Rows from a pointing dataset:
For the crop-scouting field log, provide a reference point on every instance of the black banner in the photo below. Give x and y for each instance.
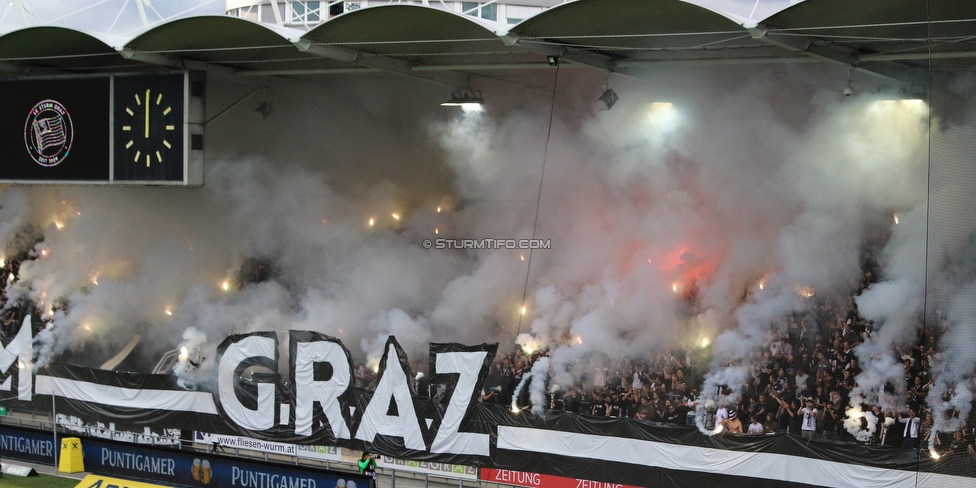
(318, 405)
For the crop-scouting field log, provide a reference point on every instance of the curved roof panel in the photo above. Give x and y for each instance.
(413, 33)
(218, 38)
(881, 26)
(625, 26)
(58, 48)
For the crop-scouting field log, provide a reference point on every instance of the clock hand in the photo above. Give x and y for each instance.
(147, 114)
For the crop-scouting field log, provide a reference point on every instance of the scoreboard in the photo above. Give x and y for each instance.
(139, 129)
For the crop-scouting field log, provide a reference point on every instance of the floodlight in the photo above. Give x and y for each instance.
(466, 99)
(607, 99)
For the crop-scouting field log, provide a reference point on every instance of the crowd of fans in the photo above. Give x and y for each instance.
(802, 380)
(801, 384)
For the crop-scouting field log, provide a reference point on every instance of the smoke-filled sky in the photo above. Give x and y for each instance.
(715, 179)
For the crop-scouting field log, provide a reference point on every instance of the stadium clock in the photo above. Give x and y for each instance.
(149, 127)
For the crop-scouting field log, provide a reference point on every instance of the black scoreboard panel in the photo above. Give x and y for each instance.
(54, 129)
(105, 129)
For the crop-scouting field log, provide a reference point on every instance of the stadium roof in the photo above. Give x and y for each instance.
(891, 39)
...
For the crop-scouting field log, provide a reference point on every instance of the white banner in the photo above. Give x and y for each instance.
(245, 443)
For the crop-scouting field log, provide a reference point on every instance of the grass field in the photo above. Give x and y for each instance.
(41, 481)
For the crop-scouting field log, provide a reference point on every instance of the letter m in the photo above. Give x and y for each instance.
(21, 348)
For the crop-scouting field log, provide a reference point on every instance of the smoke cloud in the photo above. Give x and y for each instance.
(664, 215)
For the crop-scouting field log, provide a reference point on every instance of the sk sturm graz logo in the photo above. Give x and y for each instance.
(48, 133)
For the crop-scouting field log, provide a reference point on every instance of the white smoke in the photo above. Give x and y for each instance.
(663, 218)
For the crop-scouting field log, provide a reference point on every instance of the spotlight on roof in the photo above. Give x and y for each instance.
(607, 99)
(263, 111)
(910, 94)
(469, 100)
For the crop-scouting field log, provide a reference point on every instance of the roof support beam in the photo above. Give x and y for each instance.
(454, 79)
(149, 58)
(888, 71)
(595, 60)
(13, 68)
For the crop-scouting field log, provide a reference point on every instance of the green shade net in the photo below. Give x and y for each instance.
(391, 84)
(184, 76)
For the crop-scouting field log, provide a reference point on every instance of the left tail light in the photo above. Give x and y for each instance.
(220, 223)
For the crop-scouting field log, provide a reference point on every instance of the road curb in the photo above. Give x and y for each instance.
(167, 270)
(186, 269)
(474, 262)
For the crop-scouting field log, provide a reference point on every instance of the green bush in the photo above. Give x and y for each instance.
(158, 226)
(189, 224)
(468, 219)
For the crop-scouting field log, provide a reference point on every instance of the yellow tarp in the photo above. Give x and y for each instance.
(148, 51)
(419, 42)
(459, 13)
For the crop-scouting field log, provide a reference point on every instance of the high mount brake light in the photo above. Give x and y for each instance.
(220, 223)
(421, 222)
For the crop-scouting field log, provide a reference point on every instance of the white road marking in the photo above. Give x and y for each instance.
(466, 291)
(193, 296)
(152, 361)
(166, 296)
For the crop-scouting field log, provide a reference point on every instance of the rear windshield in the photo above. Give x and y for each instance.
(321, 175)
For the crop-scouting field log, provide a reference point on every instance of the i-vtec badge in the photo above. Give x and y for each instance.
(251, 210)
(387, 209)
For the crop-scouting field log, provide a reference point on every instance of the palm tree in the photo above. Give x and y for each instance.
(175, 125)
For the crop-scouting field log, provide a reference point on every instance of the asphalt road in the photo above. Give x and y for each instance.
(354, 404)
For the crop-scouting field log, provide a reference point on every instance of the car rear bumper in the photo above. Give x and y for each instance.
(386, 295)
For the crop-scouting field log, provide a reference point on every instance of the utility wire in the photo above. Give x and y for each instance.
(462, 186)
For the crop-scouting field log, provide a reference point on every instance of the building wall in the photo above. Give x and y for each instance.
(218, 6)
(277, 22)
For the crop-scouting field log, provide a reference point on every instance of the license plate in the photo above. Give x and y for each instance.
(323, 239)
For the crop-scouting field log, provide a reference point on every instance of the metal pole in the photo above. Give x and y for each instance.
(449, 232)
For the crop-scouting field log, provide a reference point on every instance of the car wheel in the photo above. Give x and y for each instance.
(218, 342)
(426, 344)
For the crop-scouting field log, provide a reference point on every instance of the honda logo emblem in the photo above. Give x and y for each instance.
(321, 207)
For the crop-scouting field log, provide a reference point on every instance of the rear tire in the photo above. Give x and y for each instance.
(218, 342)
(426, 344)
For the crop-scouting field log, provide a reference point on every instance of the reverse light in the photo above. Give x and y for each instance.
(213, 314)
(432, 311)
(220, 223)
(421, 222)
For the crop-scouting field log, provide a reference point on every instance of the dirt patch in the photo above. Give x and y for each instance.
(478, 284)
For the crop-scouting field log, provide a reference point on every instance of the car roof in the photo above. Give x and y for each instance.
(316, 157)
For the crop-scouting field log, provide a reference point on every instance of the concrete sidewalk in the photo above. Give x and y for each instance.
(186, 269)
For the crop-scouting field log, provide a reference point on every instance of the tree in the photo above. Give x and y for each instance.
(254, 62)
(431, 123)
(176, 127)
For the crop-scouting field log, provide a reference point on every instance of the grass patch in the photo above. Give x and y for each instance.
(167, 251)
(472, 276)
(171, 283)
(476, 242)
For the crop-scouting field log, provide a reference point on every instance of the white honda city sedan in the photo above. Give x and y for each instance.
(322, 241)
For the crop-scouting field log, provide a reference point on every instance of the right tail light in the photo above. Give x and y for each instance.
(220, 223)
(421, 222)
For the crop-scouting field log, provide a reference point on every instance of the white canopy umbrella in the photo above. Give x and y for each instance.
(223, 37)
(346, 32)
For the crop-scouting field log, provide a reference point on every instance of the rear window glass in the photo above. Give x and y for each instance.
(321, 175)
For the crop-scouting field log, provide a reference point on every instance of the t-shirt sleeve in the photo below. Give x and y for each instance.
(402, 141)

▶ [Requirement] Pick out every line above that contains the word "honda", and copy each of those lines in full.

▶ [Result for this exercise]
For the crop-scouting field log, provide a reference point on every instance of the honda logo emblem in the photo above. Give x and y for each instance.
For the crop-scouting field log, provide a reference point on every instance of the white honda city sedan in the photo above. Give x and y for each instance.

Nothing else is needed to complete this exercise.